TEXT EXCERPT —
····················

Growing up, I understood that love was inextricable from punishment. (How could I not, when the Biblical narrative relies on God killing his own son?). When I was sent to the principal’s office in third grade and spent the night on our living-room rug begging my father for forgiveness through a mouthful of decade-old fibers, I understood that he only did this because he loved me. When my school’s guidance counselor interrupted the summer before my senior year to talk about the rumors of my queerness, I knew her promise to expel me came from a place of love. I had spent the previous decade learning that hell was created for people like me—queers whom God loves too much to tolerate; sons and daughters born to die. As I spent nights under the warm glow of my bedroom’s languishing ceiling fan asking the Bible how I could become straight again, I understood that I was searching for answers that didn’t want to be found. I often heard hell described as the absence of God. But what if hell is where all of God’s unused love lives?

___________

In the book of Daniel, King Nebuchadnezzar is plagued by a nightmare about the destruction of a large statue, made of precious metals. The prophet Daniel tells him this dream foreshadows the day God will put to end all the kingdoms of the earth. So, when my sleep is punctuated by nightmares about ruin: visions of women, death, my mother’s wrath, sex, anger, crucifixion, crying, and suffocation, I know what God is telling me.

····················

SUPPLIED RECORDS —

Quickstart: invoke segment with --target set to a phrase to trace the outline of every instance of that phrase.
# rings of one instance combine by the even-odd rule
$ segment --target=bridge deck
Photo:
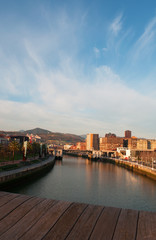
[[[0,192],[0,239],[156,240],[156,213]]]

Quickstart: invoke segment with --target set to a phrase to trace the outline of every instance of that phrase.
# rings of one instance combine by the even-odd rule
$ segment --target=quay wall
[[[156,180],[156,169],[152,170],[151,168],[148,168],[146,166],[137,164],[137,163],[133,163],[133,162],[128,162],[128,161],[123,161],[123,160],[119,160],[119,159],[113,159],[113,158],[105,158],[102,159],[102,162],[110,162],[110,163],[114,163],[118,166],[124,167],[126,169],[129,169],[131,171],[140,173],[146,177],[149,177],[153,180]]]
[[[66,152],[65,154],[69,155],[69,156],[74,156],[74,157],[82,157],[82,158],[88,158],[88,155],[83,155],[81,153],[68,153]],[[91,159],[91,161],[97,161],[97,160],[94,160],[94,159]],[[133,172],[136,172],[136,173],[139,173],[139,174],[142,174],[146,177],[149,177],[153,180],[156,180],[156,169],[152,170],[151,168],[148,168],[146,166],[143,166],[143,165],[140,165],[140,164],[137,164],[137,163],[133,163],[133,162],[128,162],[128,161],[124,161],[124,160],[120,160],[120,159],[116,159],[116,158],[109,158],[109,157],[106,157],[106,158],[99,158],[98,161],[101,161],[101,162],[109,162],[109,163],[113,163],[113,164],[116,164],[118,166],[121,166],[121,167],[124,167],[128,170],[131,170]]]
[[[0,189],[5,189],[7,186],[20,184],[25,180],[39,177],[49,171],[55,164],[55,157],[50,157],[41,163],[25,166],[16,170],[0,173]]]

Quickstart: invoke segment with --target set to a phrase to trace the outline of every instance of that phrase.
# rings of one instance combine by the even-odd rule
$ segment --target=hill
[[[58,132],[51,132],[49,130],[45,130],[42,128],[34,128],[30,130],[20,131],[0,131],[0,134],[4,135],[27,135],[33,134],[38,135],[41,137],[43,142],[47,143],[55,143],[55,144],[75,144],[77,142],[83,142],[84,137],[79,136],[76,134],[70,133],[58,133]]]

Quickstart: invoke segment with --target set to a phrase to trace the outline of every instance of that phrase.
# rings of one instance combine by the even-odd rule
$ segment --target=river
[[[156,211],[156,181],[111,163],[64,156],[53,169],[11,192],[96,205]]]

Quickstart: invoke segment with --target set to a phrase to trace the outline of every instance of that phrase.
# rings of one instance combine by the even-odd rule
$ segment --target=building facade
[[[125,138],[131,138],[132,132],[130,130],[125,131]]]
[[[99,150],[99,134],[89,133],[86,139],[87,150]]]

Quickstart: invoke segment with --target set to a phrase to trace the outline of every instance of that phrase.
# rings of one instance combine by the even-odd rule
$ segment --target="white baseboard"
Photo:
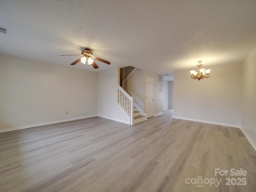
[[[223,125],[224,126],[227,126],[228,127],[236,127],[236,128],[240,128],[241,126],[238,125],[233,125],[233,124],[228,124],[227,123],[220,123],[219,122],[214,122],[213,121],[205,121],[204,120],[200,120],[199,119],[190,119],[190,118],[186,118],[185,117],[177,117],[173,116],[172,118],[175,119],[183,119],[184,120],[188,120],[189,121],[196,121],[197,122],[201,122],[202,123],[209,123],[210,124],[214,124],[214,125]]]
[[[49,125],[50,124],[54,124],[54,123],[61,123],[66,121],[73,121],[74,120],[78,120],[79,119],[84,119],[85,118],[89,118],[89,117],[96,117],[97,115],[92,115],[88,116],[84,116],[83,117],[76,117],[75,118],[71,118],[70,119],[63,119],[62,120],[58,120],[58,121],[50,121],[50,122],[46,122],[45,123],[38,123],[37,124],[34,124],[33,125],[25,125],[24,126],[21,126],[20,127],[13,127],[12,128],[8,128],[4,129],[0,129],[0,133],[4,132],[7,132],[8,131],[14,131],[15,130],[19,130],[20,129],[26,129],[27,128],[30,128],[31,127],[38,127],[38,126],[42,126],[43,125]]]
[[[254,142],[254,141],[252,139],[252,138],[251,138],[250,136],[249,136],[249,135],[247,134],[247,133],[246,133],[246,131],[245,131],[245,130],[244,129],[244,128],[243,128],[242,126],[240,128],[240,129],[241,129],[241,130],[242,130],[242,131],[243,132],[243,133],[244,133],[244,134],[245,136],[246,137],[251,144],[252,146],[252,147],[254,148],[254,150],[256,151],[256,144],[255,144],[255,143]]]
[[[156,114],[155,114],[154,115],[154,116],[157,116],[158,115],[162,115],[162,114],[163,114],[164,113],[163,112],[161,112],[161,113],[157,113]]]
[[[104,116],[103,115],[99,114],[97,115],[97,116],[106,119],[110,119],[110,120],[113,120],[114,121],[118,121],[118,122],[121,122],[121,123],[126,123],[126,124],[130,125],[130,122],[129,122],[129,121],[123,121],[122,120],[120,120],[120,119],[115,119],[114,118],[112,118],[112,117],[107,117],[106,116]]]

····················

EXERCISES —
**a.** List every vision the narrator names as part of their nightmares about ruin in the text on faith and punishment above.
**b.** In the text on faith and punishment, what is King Nebuchadnezzar's nightmare about?

ANSWERS FOR THE TASKS —
**a.** women, death, my mother's wrath, sex, anger, crucifixion, crying, suffocation

**b.** The destruction of a large statue made of precious metals.